* AIM OF THE TASK
All of the entries below, duplicated exactly, make up the answer.

-------- SUPPLIED DATA --------

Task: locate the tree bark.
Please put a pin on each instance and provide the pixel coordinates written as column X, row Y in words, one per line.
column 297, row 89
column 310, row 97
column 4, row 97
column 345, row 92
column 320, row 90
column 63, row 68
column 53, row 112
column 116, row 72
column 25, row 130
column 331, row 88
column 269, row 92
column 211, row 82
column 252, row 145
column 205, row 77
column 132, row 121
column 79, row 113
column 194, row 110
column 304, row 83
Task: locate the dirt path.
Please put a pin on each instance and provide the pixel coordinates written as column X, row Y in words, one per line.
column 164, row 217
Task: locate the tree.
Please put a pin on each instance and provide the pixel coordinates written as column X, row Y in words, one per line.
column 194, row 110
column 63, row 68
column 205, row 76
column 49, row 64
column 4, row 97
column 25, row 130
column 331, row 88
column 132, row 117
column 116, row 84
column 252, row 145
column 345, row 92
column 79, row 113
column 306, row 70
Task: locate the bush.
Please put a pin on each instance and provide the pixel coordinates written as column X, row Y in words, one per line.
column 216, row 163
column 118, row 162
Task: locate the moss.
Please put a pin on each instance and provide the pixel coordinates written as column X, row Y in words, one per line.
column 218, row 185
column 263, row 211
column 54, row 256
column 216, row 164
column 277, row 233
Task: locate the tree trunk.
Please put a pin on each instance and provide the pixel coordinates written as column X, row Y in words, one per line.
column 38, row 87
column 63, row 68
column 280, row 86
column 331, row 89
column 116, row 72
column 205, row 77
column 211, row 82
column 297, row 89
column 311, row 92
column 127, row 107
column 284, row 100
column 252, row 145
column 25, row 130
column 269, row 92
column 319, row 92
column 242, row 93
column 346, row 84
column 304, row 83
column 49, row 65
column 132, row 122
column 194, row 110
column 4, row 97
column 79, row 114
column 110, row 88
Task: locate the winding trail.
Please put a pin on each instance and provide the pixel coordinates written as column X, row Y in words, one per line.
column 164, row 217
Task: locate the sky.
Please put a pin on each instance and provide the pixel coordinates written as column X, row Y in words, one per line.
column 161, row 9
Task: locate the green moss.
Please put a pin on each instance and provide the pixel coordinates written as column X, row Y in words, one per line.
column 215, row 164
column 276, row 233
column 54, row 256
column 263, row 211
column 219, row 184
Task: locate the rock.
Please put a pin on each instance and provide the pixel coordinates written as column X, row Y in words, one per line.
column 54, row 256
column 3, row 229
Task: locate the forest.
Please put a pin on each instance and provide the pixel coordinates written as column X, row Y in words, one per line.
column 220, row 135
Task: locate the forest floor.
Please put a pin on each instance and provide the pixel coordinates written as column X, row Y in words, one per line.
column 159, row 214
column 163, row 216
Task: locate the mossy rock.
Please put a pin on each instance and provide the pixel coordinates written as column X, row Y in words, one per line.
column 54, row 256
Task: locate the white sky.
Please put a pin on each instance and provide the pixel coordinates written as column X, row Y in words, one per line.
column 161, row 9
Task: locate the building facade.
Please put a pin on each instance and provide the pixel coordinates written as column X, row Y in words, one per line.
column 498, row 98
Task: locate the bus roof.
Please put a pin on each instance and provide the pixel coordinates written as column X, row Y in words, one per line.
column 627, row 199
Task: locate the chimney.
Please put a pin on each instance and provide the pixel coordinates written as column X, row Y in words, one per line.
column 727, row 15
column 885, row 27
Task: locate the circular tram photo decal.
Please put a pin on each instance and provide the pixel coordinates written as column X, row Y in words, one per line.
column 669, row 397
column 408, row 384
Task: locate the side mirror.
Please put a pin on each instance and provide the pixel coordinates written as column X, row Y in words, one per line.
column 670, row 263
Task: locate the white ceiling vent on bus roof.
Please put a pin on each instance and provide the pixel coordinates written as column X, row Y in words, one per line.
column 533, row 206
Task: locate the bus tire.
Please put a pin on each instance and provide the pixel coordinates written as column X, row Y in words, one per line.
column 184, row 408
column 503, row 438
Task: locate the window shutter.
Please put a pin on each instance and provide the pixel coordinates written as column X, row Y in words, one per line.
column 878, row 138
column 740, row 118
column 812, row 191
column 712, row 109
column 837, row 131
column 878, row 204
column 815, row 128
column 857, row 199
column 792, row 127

--------

* REPLY
Task: locate the tree bark.
Please put a pin on each instance and provide the pixel coordinates written as column X, row Y in words, one per line.
column 297, row 89
column 310, row 97
column 4, row 97
column 345, row 92
column 320, row 90
column 63, row 68
column 53, row 112
column 116, row 72
column 25, row 130
column 331, row 88
column 269, row 92
column 211, row 82
column 252, row 145
column 205, row 77
column 132, row 121
column 79, row 113
column 194, row 110
column 304, row 83
Task: locate the dirt path.
Please put a pin on each instance and provide the pixel coordinates written as column X, row Y in words, one per line.
column 164, row 217
Task: locate the tree.
Please put a pin on each instance and provide the pixel coordinates written as column X, row Y in words, one per line.
column 194, row 110
column 63, row 68
column 205, row 76
column 49, row 64
column 4, row 97
column 25, row 130
column 331, row 88
column 132, row 117
column 116, row 84
column 252, row 145
column 345, row 92
column 79, row 113
column 306, row 70
Task: locate the bush.
Please put a pin on each instance and provide the pixel coordinates written as column X, row Y in words, one per line.
column 216, row 163
column 118, row 162
Task: locate the moss.
Please put a pin on each instance and provide the pixel coordinates written as column X, row Y in words, one per line.
column 218, row 185
column 263, row 211
column 54, row 256
column 216, row 164
column 277, row 233
Task: locate the tree trunk.
Please put a pin on each instance and provide the pixel coordinates written as column X, row Y in words, one per line.
column 38, row 87
column 63, row 68
column 280, row 86
column 331, row 89
column 116, row 72
column 205, row 77
column 211, row 82
column 297, row 89
column 311, row 92
column 127, row 107
column 284, row 100
column 252, row 145
column 25, row 130
column 269, row 92
column 319, row 92
column 242, row 93
column 346, row 84
column 304, row 83
column 49, row 65
column 132, row 122
column 194, row 110
column 4, row 97
column 79, row 114
column 110, row 88
Task: locate the winding trail.
Please put a pin on each instance and provide the pixel coordinates written as column X, row Y in words, one per line.
column 164, row 217
Task: locate the sky.
Please put a pin on each instance and provide the pixel coordinates written as column X, row Y in words, one per line.
column 161, row 9
Task: locate the green moss.
Please put a pin on each instance and provide the pixel coordinates written as column X, row Y in words, one per line.
column 215, row 164
column 276, row 233
column 54, row 256
column 263, row 211
column 219, row 184
Task: locate the rock.
Please put a pin on each instance and provide the pixel coordinates written as column X, row Y in words, one per line.
column 54, row 256
column 3, row 229
Task: locate the forest.
Please put a pin on each instance and provide the pixel coordinates written as column X, row Y in words, one per line.
column 220, row 135
Task: locate the forest floor.
Please put a pin on each instance and provide the pixel coordinates written as column X, row Y in words, one per line.
column 159, row 214
column 163, row 216
Task: locate the mossy rock.
Please put a pin on each instance and provide the pixel coordinates written as column X, row Y in words, one per line.
column 54, row 256
Task: locate the white sky.
Please put a pin on each instance and provide the pixel coordinates written as column X, row Y in words, one per line.
column 161, row 9
Task: locate the building facade.
Please put a pin on each instance and provide the pixel coordinates written as column X, row Y in words, one per line.
column 498, row 98
Task: locate the bus roof.
Please put a pin on each instance and provide the pixel coordinates written as column X, row Y in words, one per line.
column 627, row 199
Task: locate the chimney.
Please put a pin on each instance and provide the pixel coordinates written as column X, row Y in words, one per line.
column 727, row 15
column 885, row 27
Task: locate the circular tram photo decal.
Please put a pin on each instance and provide the pixel coordinates written as column X, row Y in words, one per line.
column 669, row 397
column 408, row 384
Task: locate the side mirror.
Please put a pin on each instance and provide the pixel coordinates written as column X, row Y in words, one per line.
column 670, row 263
Task: locate the white ceiling vent on bus roof.
Please put a pin on each instance and provide the pixel coordinates written as column X, row Y in words, one per line.
column 533, row 206
Task: locate the bus tire.
Please put a pin on each instance and provide the pixel coordinates written as column X, row Y in words, one per line.
column 184, row 408
column 503, row 438
Task: locate the window shutter.
Please put a pin on each instance and provide the pixel coordinates written as column X, row Y in words, one per line.
column 878, row 138
column 740, row 118
column 812, row 191
column 712, row 109
column 837, row 131
column 878, row 204
column 815, row 128
column 857, row 199
column 792, row 127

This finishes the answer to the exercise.